Present each line of the entries below that holds the word "green".

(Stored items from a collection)
::::::::::
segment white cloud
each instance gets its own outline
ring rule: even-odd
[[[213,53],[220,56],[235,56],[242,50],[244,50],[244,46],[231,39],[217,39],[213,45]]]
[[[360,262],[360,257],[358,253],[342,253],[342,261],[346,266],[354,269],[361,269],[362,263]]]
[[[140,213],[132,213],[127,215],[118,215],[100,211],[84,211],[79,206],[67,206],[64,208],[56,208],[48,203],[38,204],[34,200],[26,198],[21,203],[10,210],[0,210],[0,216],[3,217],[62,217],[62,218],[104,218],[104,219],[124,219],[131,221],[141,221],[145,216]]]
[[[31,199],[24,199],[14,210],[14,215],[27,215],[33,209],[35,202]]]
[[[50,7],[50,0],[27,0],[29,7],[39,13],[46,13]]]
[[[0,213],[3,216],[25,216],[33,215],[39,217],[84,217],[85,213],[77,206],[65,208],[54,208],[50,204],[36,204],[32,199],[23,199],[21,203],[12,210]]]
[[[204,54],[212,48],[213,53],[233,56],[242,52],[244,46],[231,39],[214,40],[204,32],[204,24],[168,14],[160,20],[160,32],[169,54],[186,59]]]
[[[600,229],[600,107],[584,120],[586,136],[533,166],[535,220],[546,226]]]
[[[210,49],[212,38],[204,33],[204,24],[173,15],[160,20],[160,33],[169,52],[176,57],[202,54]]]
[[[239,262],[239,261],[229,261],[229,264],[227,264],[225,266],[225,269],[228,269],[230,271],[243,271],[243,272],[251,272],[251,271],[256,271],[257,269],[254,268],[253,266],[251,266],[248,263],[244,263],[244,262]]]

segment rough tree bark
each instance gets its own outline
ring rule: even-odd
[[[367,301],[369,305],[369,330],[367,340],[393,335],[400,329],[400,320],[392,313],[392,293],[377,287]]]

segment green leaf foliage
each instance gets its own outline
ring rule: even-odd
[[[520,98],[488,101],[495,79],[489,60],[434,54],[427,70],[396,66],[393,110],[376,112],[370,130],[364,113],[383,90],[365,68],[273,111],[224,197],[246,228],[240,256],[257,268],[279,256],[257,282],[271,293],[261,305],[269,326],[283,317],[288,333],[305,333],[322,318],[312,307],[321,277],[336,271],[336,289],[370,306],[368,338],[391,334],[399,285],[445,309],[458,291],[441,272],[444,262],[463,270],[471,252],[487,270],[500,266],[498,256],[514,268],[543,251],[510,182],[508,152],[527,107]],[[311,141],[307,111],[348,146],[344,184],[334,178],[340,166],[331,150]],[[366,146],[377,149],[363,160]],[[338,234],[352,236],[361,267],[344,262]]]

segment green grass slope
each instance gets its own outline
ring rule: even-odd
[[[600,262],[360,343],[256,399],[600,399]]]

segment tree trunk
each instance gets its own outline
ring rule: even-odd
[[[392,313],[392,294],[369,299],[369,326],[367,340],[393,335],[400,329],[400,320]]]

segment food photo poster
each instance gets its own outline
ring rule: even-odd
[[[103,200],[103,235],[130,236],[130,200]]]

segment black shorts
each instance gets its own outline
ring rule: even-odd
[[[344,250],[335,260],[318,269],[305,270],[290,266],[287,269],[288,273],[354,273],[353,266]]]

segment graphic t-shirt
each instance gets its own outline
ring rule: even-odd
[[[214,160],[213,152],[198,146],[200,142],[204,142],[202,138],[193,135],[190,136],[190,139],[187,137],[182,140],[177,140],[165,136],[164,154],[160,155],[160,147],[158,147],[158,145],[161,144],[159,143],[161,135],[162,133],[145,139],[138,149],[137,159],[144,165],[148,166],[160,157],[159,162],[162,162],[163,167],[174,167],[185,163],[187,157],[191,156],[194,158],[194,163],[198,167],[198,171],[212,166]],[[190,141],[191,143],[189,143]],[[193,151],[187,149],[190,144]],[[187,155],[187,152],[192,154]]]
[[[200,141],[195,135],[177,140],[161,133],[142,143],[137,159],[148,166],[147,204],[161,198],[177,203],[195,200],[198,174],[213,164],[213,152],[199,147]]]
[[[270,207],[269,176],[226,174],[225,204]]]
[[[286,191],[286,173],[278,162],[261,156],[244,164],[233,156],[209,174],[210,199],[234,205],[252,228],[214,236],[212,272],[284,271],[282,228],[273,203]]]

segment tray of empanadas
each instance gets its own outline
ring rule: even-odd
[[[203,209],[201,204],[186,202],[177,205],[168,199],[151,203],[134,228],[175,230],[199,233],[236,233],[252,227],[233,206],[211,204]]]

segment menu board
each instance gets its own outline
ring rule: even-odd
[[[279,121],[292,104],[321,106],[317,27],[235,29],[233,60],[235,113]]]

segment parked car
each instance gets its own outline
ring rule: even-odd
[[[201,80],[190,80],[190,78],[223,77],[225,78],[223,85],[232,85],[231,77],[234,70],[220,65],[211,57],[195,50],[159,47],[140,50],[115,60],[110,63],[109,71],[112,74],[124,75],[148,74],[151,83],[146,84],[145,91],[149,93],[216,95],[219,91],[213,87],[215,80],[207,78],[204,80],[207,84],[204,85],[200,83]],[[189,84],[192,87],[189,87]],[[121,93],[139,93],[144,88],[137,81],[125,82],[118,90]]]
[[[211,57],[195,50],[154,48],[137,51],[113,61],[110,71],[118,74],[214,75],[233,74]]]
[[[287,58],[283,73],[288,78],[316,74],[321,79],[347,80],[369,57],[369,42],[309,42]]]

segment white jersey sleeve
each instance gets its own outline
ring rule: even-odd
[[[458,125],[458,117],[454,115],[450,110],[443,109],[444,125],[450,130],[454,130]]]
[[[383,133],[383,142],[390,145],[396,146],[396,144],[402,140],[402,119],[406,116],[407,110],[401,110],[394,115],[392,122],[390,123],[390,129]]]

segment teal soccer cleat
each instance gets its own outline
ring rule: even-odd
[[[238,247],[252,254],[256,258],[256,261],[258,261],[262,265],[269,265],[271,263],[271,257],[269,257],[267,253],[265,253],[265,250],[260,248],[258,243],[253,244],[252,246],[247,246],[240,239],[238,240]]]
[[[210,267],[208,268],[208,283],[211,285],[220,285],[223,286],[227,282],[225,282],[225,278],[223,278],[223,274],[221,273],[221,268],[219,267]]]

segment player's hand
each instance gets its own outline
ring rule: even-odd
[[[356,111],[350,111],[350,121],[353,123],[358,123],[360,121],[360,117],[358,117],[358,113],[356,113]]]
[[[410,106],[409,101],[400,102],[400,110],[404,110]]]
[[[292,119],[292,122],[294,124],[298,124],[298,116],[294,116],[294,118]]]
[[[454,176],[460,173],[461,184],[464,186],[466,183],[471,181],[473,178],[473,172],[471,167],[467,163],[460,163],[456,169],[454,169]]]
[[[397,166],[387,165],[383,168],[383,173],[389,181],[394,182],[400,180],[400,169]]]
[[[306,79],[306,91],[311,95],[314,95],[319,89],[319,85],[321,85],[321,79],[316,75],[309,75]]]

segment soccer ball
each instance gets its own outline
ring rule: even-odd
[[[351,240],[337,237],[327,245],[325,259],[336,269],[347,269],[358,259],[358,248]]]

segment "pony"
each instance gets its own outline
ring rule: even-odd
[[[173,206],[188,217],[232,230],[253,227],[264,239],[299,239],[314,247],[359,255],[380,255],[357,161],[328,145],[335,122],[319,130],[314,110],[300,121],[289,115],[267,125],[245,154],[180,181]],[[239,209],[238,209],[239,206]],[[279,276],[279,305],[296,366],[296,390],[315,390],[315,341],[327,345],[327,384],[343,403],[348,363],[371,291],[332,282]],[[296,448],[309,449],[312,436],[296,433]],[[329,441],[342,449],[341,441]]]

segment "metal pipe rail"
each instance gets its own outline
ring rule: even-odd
::::::::::
* **Exercise response**:
segment green leaf foliage
segment green grass slope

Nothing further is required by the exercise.